■ Passage to read
State value function

We similarly use this factorization in Q-learning, where we define the state-action value function, \( q(s,a) \), as the expected reward when starting in state, \( \textit{s} \), and greedily selecting action, \( \textit{a} \), w.r.t. some policy. Factorization yields:
\[
\begin{split}
q_{t}(s,a) &= E_{\tau\sim\pi} \big[R_{t} \vert a,s\big] \\
&= \sum_{s_{t+1}} \sum_{r_{t}}p(r_{t},s_{t+1}|a_{t},s_{t}) \Big[r_{t} + \gamma \underset{a_{t+1}}{ \ max \ } q(s_{t+1},a_{t+1}) \Big].
\end{split} \tag{Eq. 4}\label{Eq. 4}
\]
It is worth noting that the state value and Q functions can be learned using a dynamic program if the space of states, actions, and rewards can be enumerated. This amounts to tabulating rewards. For most interesting problems, though, the state space is prohibitivly large and we must parameterize our value function or policy and optimize some approximating function, such as a neural network. There are a host of algorithms that have been developed to learn these functions [cf. Sutton and Barto, 1998; Mnih et al., 2013].

(A series of records)
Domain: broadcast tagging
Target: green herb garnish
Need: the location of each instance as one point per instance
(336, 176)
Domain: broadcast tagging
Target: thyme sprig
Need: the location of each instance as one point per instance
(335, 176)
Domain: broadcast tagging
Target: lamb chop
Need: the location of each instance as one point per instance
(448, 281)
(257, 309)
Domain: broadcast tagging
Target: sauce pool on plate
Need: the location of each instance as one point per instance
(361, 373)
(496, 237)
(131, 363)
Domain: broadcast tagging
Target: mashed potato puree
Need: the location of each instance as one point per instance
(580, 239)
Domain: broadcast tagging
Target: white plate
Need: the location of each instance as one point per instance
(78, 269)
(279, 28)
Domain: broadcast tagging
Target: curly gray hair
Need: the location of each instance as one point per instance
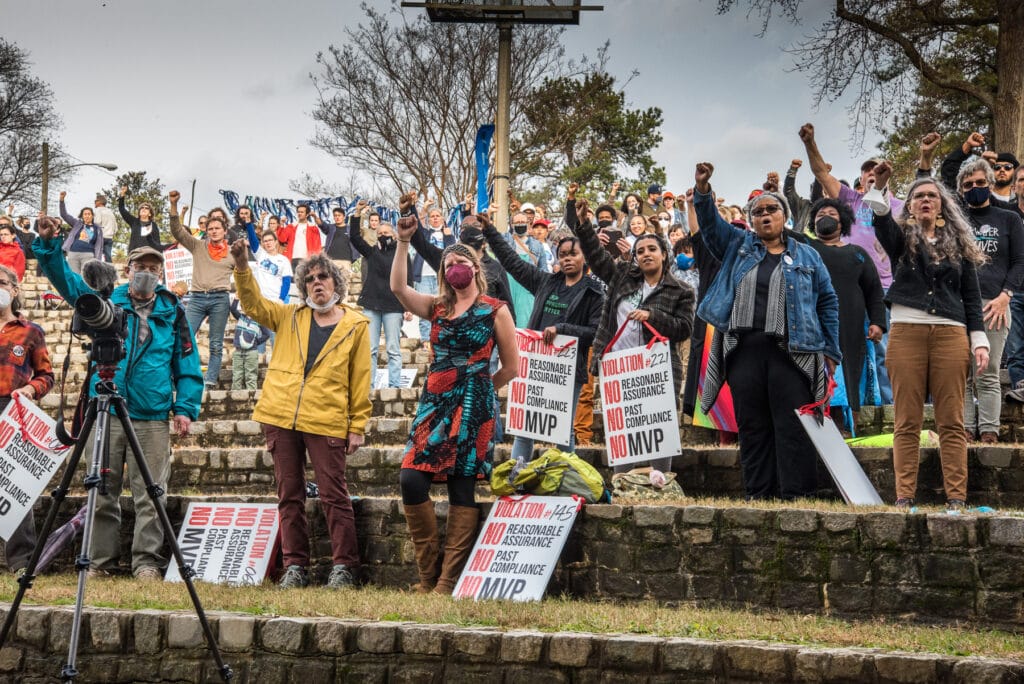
(323, 263)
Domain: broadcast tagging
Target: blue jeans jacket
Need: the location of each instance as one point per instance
(811, 304)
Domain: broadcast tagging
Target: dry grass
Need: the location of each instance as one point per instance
(553, 614)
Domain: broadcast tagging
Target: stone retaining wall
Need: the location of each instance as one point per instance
(909, 565)
(154, 646)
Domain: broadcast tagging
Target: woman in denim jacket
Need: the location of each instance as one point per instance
(776, 321)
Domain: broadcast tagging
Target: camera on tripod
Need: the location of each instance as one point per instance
(104, 324)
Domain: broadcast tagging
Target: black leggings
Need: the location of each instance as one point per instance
(416, 487)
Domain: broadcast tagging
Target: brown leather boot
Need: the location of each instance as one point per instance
(458, 543)
(423, 528)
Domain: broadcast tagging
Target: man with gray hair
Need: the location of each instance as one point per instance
(1000, 237)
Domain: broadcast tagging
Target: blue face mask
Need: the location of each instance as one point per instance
(977, 196)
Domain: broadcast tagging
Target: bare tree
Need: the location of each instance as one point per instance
(27, 119)
(884, 51)
(401, 100)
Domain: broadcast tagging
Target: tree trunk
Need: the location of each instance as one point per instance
(1009, 110)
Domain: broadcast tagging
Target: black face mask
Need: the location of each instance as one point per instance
(826, 226)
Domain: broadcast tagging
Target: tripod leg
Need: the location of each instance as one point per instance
(58, 495)
(184, 569)
(94, 481)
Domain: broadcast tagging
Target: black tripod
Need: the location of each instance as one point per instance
(98, 413)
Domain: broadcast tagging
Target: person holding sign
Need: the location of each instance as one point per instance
(564, 303)
(452, 437)
(315, 402)
(776, 338)
(25, 370)
(641, 290)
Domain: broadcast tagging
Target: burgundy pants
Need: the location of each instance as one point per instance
(289, 449)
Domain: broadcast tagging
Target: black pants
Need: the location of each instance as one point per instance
(778, 458)
(416, 487)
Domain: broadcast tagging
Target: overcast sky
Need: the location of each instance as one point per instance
(219, 90)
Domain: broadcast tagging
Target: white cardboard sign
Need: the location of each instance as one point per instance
(177, 266)
(517, 549)
(29, 457)
(540, 398)
(638, 397)
(227, 543)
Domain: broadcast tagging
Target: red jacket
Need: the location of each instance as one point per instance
(286, 234)
(12, 257)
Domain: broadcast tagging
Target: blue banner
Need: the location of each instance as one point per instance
(483, 136)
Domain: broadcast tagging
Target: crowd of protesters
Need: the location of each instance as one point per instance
(903, 301)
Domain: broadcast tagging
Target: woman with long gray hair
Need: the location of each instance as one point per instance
(936, 329)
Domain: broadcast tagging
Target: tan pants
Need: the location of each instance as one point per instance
(922, 360)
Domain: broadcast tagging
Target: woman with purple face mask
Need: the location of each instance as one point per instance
(452, 437)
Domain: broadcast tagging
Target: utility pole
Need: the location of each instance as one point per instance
(46, 174)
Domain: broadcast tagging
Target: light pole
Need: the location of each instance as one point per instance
(46, 171)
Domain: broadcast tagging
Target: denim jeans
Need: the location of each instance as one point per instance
(212, 305)
(428, 286)
(392, 342)
(1015, 343)
(522, 447)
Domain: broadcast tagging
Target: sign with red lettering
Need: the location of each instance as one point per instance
(30, 454)
(540, 396)
(227, 543)
(517, 549)
(177, 266)
(638, 398)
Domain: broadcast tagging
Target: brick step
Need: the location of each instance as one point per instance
(850, 563)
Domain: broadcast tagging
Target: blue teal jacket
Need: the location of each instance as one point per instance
(157, 378)
(811, 304)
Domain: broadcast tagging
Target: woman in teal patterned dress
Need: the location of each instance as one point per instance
(452, 435)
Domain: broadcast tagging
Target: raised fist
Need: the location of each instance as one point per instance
(702, 176)
(807, 133)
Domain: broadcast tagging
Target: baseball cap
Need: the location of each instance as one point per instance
(140, 252)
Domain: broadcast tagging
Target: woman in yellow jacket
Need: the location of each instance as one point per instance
(314, 401)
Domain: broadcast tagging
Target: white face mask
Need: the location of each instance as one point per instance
(323, 308)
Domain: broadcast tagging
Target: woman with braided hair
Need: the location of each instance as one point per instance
(452, 437)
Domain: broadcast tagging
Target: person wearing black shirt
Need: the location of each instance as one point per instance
(564, 303)
(999, 236)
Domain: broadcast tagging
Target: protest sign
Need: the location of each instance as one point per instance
(30, 455)
(517, 549)
(381, 378)
(540, 396)
(227, 543)
(177, 266)
(638, 396)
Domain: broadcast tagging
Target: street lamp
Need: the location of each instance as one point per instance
(46, 171)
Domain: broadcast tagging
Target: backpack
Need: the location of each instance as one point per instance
(554, 473)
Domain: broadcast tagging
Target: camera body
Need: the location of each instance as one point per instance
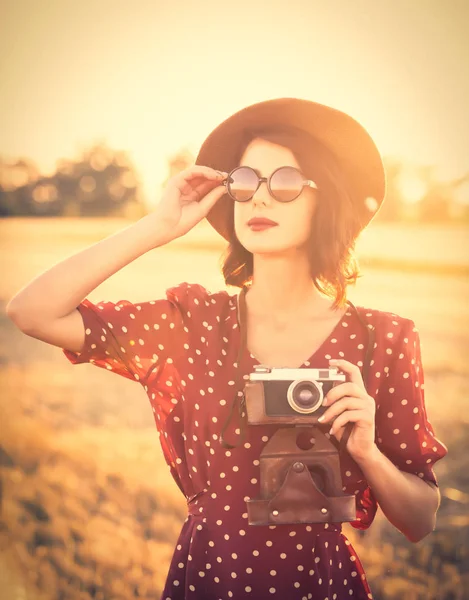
(283, 396)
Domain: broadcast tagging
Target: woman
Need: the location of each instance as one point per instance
(324, 181)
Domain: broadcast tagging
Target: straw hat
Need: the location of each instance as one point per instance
(354, 150)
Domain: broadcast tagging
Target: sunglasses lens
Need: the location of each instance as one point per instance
(242, 184)
(286, 184)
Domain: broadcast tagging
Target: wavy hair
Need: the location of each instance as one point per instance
(335, 224)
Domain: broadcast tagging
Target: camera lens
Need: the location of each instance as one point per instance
(304, 396)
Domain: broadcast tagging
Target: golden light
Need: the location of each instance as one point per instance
(45, 193)
(412, 187)
(88, 183)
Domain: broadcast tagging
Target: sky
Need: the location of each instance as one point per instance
(151, 76)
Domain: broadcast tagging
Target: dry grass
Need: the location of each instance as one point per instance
(87, 495)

■ Aim
Please extend the passage on value functions in reinforcement learning, picking up right after its last sentence. This data was drawn from a different source than the passage on value functions.

■ Written answer
Policy gradient methods

Policy gradient methods are concerned with directly learning the agent's policy, in which we optimize over the policy rather than states or state-action pairs. We start with the following optimization problem:
\[
\underset{\theta}{max} \\ E_{\tau\sim\pi}\big[R_{\tau} \vert \pi_{\theta} \big] \tag{Eq. 5}\label{Eq. 5}
\]
where \( \pi_{\theta}:=\pi(a \vert s, \theta) \) is policy parameterized by the parameter vector \( theta \). More often than not, \( theta \) will represent the set of trainable parameters in a neural network which we'll optimize using stochastic gradient descent, however \( \theta \) could be any parameterized representation of the policy, which could optimized using gradient-based (SGD) or derivative-free (e.g., MCMC sampling) methods. Here we'll derive the widely used gradient update rule. We are interested in the quantity \( \nabla_{\theta}E_{\tau\sim\pi}\big[R_{\tau} \vert \pi_{\theta} \big] \). Expanding this we can use the definition of gradient of a log of a function (expression 6) to yield the relationship in 7, which transforms the gradient of an expectation of a function to the expectation of the gradient of the log of a function. Expression 7 is known as the score function gradient estimator (SFGE).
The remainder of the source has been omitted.